EXCERPTED PASSAGE:
◇ ◇ ◇ ◇ ◇
Cutting the cord: summer 2017 edition

The curriculum for the next-to-last session of our “Discover Digital Literacy!” program, currently hosted by Westlake’s senior center, was supposed to be about intermediate-level email usage tips. But our program cohorts’ curiosities were piqued when I mentioned “cutting the cord” in passing.

Just a week earlier, we invited Trina Thomas from Westlake Porter Public Library for a hands-on discovery session to highlight their digital resources and service offerings such as eBooks, eMagazines, and streaming movies, TV shows and music; they are all accessible through “apps” on the tablets we supply. Graduation day for these 12 seniors, ages 62 to 89, is imminent and students discovering WPPL’s free digital service offerings with Trina complemented our program.

After eight weeks of discovering the many ways in which they can benefit from becoming digitally literate, they were not going to let me dangle a juicy topic like cutting the cord without expounding on it, so intermediate email tips will have to wait until the last session.

Just like the music industry had its renaissance when music became available digitally and through the internet, the cable/satellite TV entertainment industry has been changing and adapting to the internet. Premium channels or those that could previously only be enjoyed through cable/satellite TV subscriptions continue to unshackle from those same operators and offer their own streaming subscription options. Some can be subscribed to individually (a la carte) while others are part of a streaming package.

“Streaming” is watching programming through the internet on your devices such as tablets, smartphones, computers, Smart TVs and even traditional TVs. The latter is accomplished through the use of streaming boxes that are available for as low as $40 from Amazon. I call this “making a non-Smart TV, aka a Dumb TV, smarter.”
◇ ◇ ◇ ◇ ◇
Labeled-object pointing lines:
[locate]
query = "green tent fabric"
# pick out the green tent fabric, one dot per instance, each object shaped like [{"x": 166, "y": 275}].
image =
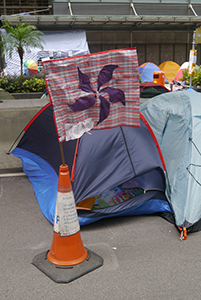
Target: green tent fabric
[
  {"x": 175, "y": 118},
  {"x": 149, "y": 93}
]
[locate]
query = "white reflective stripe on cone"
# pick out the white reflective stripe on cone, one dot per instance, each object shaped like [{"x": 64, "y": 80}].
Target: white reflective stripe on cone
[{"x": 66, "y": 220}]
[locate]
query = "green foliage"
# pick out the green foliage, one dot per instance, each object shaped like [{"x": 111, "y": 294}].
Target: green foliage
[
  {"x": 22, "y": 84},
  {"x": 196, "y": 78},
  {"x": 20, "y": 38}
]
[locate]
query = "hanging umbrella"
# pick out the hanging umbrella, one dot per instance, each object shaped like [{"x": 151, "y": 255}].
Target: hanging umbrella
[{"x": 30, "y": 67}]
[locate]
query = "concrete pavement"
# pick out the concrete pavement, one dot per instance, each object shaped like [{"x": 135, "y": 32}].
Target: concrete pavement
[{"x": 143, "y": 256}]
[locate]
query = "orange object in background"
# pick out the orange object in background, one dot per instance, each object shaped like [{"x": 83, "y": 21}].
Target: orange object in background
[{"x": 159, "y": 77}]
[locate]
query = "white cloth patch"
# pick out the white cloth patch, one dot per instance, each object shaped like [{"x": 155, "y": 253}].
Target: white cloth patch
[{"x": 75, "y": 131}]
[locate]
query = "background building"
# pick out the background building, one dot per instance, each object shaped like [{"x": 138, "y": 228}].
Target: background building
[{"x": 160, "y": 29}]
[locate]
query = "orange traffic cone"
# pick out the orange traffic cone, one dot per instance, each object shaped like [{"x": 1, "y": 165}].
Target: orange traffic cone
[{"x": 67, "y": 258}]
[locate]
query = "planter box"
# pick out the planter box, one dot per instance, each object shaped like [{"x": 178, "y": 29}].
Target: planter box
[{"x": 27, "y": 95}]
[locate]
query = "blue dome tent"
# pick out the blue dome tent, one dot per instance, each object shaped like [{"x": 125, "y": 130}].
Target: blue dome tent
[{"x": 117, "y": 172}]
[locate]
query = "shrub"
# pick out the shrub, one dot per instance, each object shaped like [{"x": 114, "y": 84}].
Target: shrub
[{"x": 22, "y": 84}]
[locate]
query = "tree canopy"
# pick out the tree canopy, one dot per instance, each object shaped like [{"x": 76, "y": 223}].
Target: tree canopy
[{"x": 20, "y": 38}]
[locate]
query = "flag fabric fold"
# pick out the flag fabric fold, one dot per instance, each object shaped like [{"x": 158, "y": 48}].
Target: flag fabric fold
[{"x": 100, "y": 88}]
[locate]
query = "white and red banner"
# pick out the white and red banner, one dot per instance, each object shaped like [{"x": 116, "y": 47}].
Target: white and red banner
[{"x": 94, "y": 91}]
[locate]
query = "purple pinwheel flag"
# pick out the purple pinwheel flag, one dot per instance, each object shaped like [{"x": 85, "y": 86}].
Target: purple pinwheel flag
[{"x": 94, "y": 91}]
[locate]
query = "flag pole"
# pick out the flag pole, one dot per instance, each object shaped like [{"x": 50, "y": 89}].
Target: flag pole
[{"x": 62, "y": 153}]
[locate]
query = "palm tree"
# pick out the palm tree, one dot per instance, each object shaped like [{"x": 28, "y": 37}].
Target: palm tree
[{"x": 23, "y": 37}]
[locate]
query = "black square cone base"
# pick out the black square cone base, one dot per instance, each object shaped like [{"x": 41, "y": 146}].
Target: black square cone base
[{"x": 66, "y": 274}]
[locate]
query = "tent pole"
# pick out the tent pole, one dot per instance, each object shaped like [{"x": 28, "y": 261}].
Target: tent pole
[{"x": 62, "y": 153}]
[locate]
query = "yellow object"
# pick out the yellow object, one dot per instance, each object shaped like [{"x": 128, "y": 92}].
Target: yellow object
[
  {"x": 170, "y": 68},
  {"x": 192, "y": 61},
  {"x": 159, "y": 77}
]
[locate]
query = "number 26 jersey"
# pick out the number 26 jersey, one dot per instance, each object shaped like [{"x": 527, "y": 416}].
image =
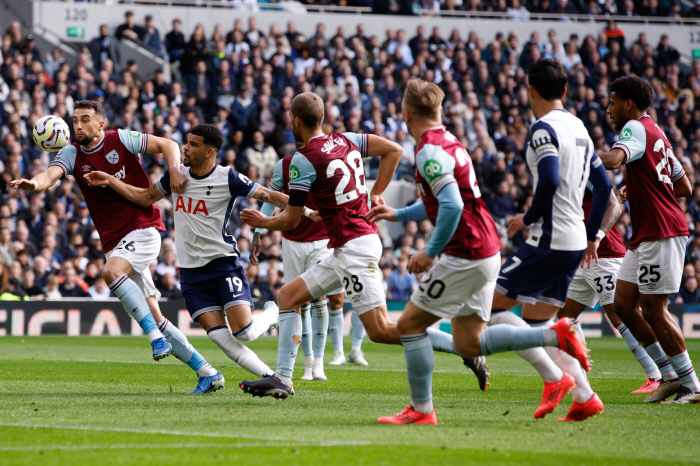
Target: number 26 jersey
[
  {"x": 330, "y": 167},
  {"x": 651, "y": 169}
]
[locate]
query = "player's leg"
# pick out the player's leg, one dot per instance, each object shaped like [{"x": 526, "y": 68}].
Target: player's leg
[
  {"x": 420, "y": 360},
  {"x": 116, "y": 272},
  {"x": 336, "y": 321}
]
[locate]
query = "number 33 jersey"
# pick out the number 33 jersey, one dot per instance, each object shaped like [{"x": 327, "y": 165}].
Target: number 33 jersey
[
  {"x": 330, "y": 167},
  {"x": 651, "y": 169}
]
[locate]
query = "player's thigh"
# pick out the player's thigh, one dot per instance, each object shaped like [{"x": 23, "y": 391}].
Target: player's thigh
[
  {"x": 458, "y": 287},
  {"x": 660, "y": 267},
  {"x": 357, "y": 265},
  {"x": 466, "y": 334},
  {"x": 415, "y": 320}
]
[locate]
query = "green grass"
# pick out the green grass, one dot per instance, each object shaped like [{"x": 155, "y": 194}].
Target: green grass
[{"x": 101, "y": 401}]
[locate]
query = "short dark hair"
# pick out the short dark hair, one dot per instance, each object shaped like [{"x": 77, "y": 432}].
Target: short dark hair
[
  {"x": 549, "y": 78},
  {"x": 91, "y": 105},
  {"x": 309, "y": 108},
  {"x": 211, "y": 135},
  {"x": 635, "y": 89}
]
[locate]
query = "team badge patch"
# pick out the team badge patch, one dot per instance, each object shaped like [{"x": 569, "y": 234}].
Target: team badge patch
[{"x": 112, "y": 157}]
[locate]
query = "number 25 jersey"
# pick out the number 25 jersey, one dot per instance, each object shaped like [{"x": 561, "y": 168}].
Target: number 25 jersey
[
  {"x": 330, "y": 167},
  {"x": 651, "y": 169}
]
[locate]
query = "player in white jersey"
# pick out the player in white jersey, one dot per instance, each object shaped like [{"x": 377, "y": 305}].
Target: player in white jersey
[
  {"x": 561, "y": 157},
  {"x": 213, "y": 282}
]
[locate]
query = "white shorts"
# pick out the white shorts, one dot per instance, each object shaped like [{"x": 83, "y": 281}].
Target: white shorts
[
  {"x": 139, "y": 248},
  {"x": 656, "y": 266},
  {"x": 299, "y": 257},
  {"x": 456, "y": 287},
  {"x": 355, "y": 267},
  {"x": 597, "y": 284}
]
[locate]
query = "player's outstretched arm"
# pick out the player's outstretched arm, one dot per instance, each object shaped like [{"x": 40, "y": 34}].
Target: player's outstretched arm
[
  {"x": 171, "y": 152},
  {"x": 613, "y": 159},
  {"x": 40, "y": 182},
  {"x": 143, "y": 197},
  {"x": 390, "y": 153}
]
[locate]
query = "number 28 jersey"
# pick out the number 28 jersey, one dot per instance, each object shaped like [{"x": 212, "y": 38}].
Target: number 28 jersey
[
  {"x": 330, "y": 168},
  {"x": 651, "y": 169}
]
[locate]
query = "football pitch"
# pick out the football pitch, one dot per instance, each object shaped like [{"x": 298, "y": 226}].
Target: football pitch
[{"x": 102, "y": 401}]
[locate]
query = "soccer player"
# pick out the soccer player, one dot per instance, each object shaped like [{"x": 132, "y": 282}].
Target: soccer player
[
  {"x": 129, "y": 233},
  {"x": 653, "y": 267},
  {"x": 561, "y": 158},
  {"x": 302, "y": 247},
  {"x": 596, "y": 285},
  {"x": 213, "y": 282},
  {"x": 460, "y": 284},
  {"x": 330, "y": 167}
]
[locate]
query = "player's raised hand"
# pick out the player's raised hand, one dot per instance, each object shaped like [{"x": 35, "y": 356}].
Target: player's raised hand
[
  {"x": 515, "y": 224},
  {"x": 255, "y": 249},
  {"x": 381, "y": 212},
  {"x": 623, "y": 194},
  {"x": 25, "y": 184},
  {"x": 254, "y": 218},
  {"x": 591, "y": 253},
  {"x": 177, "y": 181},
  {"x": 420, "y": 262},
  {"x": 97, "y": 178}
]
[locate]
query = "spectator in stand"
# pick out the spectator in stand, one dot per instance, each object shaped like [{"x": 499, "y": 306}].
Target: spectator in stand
◇ ◇ ◇ ◇ ◇
GIVEN REQUEST 1: In the cord-cutting article, what is the age range of the seniors about to graduate from the program?
GIVEN REQUEST 2: Extend the cord-cutting article from its final sentence.

TASK RESPONSE 1: They are 62 to 89 years old.

TASK RESPONSE 2:
The latest newcomer to streaming services is “DirectTV Now” offered by AT&T; you do NOT need a satellite TV subscription. You just subscribe to the DirectTV Now streaming service which currently starts at $35/month for a package of channels. “SlingTV” is another streaming service with current offerings starting at $20/month for their basic package that includes 20 channels like ESPN, Food Network, and TNT. Full disclosure: I subscribe to SlingTV at different times of the year because my son loves sports but otherwise rarely watches TV. And while SlingTV and DirectTV Now offer streaming packages, there is a good chance that you can go a la carte and pay for only the channels you want to enjoy, so Google it and do your research to see what is appropriate for your case.

What have been slow to embrace streaming are the traditional network channels. It may still be advisable to seek out a two-pronged approach to cutting the cord where you: (1) stream premium channels a la carte or as part of a streaming package; and (2) receive traditional network channels like ABC, CBS and PBS over the air – using an antenna and a digital tuner box (the latter if your TV does not have a digital tuner). Both can be had for under $75.

Tak Sato

Strategist with over 25 years of experience. Holds Bachelor of Science in Computer Information Science and Executive MBA from Cleveland State University.

As co-founder and strategist for the Center for Aging in the Digital World, a 501(c)(3) nonprofit empowering seniors through technology, and founder of geek with a heart with the service mark "Hand-holding You in the Digital World", Tak helps people utilize appropriate technology in their personal and professional lives.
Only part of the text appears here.